## [EXERCISE PASSAGE]
....................

This repository contains code and analysis for predicting a pitcher's next pitch using pitch-by-pitch data from Major League Baseball (MLB). The project aims to develop a predictive model and provide insights into a pitcher's behavior.
The project is structured as follows:
-
sandbox_and_EDA notebook: Initial exploratory data analysis (EDA) to understand the dataset's feature distribution and familiarize with the data.
-
pitch_data.py: Module containing a function to load the dataset into other notebooks. The module includes docstrings and exception handling to demonstrate data engineering skills.
-
dummy_results.ipynb: Development of a dummy classifier to establish baseline predictions and set performance goals. Results and code for the dummy classifier can be found in this notebook.
-
models_and_features.ipynb: Implementation of the predictive model and assessment of evaluation metrics. The notebook presents a model with a 0.48 accuracy and outlines next steps for improvement.
To replicate the analysis or explore the project, follow these steps:
-
Open the Jupyter notebooks in the respective order mentioned above.
-
Execute the code cells to reproduce the analysis and view the results.
For further development and enhancement of the project, consider the following next steps outlined in the models_and_features.ipynb notebook.
Thank you for time in reviewing this project.

....................

## [SUPPLIED DATA]
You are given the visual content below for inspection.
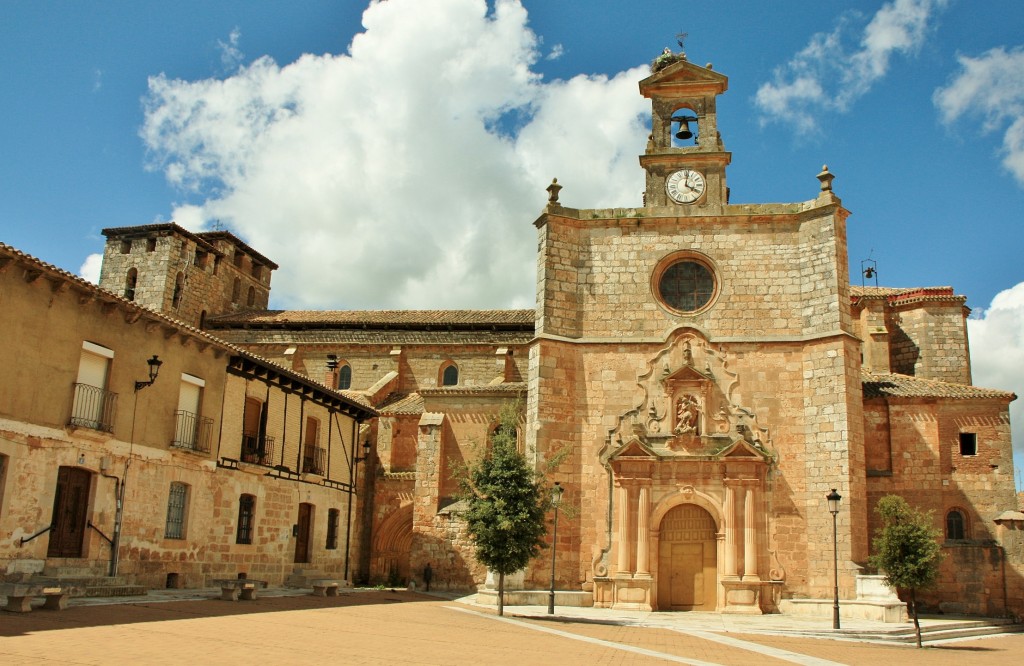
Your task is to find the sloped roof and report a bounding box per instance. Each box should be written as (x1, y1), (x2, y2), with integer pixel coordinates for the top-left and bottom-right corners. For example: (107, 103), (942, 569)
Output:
(861, 371), (1017, 401)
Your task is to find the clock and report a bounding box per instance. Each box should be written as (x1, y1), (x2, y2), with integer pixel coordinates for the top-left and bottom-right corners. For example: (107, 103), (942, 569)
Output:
(665, 169), (705, 204)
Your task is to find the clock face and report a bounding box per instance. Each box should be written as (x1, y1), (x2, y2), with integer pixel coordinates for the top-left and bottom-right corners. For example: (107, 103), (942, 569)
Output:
(665, 169), (705, 204)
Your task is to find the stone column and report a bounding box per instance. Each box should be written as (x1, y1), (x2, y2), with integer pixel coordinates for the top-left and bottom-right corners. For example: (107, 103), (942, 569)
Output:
(637, 486), (650, 576)
(743, 486), (758, 580)
(722, 482), (736, 578)
(615, 484), (633, 574)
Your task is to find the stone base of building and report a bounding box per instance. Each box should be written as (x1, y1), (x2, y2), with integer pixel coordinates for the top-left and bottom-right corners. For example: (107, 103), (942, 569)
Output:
(476, 589), (594, 608)
(778, 599), (907, 623)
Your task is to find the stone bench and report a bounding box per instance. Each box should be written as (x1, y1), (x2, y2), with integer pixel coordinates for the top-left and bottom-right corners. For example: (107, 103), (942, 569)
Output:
(213, 578), (266, 601)
(312, 578), (339, 596)
(0, 583), (74, 613)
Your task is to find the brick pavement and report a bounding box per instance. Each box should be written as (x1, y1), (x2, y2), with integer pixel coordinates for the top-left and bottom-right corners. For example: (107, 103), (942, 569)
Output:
(0, 591), (1024, 666)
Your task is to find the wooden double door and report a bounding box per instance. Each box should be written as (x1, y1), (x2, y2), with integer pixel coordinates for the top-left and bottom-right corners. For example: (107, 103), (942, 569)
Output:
(657, 504), (718, 611)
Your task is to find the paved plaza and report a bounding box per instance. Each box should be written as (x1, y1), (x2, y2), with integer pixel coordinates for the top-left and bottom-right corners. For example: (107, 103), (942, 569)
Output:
(0, 589), (1024, 666)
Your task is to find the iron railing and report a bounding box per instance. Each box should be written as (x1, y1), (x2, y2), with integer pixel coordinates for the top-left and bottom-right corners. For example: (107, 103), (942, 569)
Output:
(242, 432), (273, 467)
(302, 447), (327, 474)
(171, 410), (213, 453)
(69, 383), (118, 432)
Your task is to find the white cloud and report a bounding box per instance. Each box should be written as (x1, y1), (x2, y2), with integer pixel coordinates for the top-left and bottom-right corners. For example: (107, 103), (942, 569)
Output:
(967, 282), (1024, 487)
(932, 46), (1024, 186)
(141, 0), (649, 308)
(754, 0), (948, 132)
(78, 253), (103, 285)
(217, 27), (246, 72)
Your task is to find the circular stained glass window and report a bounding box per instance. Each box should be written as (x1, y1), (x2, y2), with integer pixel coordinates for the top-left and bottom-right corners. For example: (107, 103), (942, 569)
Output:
(657, 259), (715, 313)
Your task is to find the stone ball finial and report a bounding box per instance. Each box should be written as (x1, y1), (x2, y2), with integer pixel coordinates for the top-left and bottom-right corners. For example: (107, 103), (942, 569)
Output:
(817, 164), (836, 192)
(548, 178), (562, 204)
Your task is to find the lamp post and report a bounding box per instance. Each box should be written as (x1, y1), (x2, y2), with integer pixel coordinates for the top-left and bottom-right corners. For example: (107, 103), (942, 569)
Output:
(825, 488), (843, 629)
(110, 353), (164, 577)
(548, 481), (563, 615)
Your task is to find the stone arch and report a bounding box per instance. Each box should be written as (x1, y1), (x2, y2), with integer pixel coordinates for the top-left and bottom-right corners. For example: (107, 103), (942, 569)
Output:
(370, 504), (413, 585)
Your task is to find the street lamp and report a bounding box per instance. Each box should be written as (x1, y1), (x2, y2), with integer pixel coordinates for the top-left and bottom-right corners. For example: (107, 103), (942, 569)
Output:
(825, 488), (843, 629)
(548, 481), (563, 615)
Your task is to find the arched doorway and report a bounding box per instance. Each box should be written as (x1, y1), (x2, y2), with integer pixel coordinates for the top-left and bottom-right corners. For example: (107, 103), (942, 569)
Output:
(657, 504), (718, 611)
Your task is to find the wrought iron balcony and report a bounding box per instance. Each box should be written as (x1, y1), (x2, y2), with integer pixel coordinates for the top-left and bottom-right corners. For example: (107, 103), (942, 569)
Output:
(242, 432), (273, 467)
(69, 383), (118, 432)
(302, 447), (327, 475)
(171, 410), (213, 453)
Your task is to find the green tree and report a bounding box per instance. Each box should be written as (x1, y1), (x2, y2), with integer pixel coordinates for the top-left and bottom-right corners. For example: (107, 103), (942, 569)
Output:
(868, 495), (942, 648)
(459, 404), (550, 615)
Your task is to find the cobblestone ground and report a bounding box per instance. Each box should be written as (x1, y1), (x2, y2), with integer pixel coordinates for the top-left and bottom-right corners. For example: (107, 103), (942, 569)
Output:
(0, 591), (1024, 666)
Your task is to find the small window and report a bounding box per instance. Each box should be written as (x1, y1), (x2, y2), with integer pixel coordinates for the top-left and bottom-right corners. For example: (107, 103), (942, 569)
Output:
(234, 495), (256, 543)
(327, 509), (341, 550)
(164, 482), (188, 539)
(171, 273), (185, 309)
(946, 509), (967, 540)
(125, 268), (138, 300)
(338, 364), (352, 389)
(441, 363), (459, 386)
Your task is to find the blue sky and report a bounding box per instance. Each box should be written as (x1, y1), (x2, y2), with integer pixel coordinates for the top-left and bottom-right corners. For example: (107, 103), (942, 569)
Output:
(6, 0), (1024, 485)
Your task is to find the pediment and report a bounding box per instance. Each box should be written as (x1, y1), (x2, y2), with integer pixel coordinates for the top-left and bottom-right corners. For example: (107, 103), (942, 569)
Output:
(640, 59), (729, 97)
(608, 439), (657, 460)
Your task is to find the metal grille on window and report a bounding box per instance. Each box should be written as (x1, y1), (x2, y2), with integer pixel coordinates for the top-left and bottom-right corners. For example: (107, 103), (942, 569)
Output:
(164, 482), (188, 539)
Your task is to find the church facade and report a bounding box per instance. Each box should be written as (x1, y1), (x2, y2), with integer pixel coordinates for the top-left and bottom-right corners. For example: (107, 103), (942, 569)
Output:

....................

Decide whether each statement agrees with the repository description, answering yes or no and quoting the words that settle it: (a) The model in models_and_features.ipynb reaches an accuracy of 0.48. (b) The dummy classifier is developed in pitch_data.py. (c) The pitch-by-pitch data come from Major League Baseball. The records come from a source unrelated to the repository description.

## [SOLUTION FOR THIS TASK]
(a) Yes: "The notebook presents a model with a 0.48 accuracy"
(b) No: "pitch_data.py: Module containing a function to load the dataset into other notebooks."
(c) Yes: "using pitch-by-pitch data from Major League Baseball (MLB)"